→ **INSTRUCTIONS TO FOLLOW**:
Pull out every line of the items below that contains the word "seated", matching case exactly.

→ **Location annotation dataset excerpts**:
○ ○ ○
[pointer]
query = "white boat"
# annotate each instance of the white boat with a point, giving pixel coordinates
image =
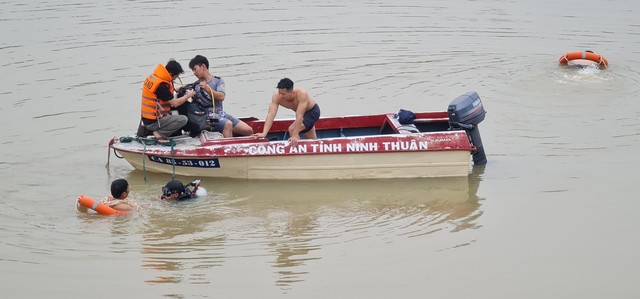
(436, 144)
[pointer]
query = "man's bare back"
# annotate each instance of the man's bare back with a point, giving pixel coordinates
(291, 99)
(298, 100)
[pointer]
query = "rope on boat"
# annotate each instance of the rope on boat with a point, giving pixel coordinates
(145, 142)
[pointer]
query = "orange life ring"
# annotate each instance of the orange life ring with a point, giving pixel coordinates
(98, 207)
(597, 58)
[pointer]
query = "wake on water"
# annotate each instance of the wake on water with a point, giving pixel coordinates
(590, 73)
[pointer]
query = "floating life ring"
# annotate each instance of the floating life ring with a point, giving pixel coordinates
(98, 207)
(587, 55)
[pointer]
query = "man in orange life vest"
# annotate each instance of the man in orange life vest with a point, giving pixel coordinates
(157, 99)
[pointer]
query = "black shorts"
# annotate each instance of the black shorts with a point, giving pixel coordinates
(310, 118)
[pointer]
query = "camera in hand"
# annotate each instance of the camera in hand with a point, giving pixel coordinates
(183, 90)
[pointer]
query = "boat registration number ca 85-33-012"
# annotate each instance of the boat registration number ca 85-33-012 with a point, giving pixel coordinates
(204, 163)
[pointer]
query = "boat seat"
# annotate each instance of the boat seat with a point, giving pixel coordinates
(397, 127)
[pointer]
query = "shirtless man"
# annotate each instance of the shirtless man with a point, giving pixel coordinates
(298, 100)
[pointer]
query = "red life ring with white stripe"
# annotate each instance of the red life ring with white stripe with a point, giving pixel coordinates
(597, 58)
(98, 207)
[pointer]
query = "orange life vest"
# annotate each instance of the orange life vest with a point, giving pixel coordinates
(152, 107)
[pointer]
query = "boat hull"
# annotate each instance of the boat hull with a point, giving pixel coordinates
(314, 167)
(350, 147)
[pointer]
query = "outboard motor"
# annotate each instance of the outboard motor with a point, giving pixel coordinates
(466, 112)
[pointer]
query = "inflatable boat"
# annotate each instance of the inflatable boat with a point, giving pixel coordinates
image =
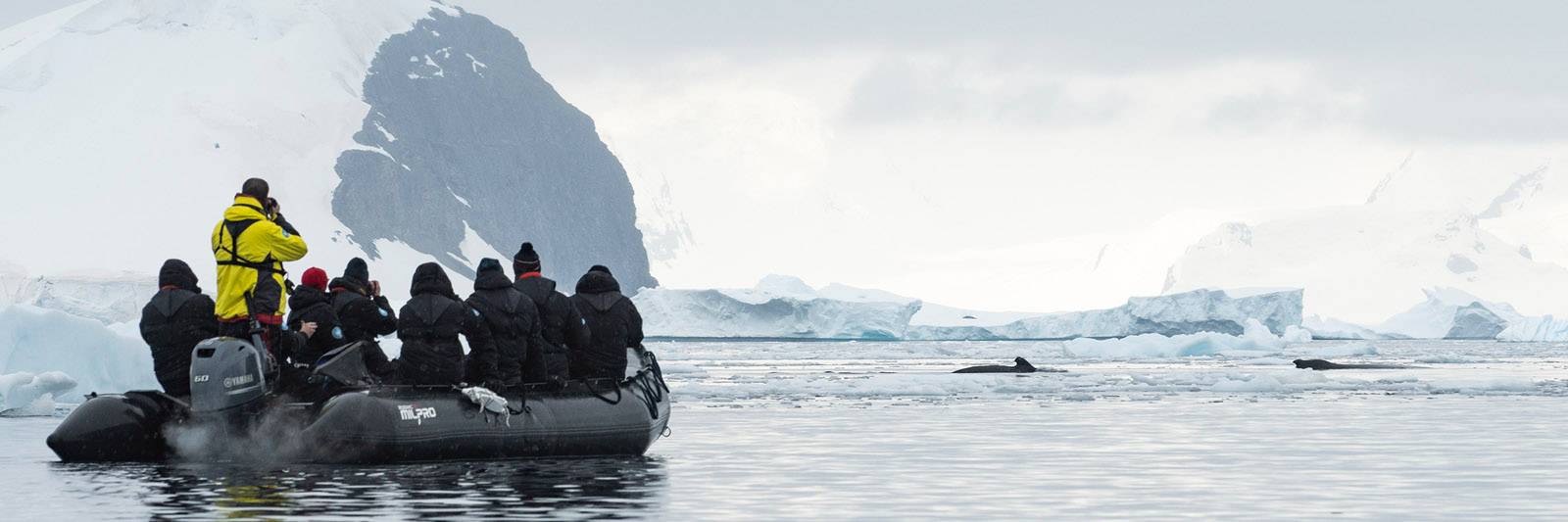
(232, 415)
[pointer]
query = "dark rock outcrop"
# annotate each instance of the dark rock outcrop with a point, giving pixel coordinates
(465, 132)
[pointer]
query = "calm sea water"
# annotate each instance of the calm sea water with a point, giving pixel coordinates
(791, 431)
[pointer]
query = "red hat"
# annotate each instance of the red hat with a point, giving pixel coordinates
(314, 278)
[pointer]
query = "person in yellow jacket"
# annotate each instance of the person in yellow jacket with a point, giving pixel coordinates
(251, 245)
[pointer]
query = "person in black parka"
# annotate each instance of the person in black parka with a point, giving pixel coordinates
(308, 305)
(562, 325)
(174, 321)
(365, 313)
(613, 325)
(430, 325)
(512, 318)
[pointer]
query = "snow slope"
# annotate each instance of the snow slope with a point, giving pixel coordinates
(156, 110)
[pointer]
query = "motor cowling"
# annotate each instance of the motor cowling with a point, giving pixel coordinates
(226, 373)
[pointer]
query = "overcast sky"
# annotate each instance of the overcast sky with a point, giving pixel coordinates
(988, 154)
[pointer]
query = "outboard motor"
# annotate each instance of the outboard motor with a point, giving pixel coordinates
(226, 373)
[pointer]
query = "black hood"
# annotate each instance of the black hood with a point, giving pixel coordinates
(350, 284)
(491, 276)
(358, 271)
(598, 282)
(177, 273)
(430, 278)
(306, 297)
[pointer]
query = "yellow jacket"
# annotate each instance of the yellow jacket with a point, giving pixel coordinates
(253, 266)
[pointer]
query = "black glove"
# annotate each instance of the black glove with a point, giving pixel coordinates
(284, 223)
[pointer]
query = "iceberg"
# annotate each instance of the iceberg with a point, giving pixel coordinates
(1536, 329)
(27, 394)
(99, 357)
(1253, 342)
(106, 298)
(1188, 312)
(1452, 313)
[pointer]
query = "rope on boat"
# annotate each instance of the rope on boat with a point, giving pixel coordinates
(588, 384)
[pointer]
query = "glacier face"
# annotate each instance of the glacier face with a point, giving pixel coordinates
(463, 130)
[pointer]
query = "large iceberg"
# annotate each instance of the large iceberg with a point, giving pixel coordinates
(99, 357)
(1188, 312)
(27, 394)
(775, 308)
(1536, 329)
(1450, 313)
(106, 298)
(783, 306)
(1253, 342)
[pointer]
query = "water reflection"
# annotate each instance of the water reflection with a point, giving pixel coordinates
(512, 490)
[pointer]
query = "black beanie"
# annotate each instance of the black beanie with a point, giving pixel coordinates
(525, 255)
(357, 270)
(490, 265)
(525, 261)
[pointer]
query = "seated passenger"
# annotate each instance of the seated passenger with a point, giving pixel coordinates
(174, 321)
(512, 318)
(311, 303)
(428, 326)
(562, 328)
(613, 325)
(365, 313)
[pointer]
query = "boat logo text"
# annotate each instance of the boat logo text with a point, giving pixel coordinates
(416, 414)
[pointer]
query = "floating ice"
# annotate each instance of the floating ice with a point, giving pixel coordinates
(27, 394)
(99, 357)
(1536, 329)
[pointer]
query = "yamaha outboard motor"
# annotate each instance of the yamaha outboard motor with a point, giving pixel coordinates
(226, 373)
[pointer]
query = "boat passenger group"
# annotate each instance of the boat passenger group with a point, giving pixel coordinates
(519, 331)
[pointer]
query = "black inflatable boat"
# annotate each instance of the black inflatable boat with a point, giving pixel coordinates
(231, 415)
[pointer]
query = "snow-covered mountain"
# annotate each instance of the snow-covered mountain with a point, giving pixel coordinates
(1364, 263)
(402, 130)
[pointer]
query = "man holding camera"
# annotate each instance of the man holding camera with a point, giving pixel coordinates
(251, 245)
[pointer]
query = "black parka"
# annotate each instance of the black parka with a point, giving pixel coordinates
(310, 305)
(613, 325)
(430, 325)
(562, 329)
(512, 318)
(363, 317)
(174, 321)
○ ○ ○
→ **ANSWER BELOW**:
query = "seated passenger"
# annotate each instance of the seated passenger with a point, giving pixel coordinates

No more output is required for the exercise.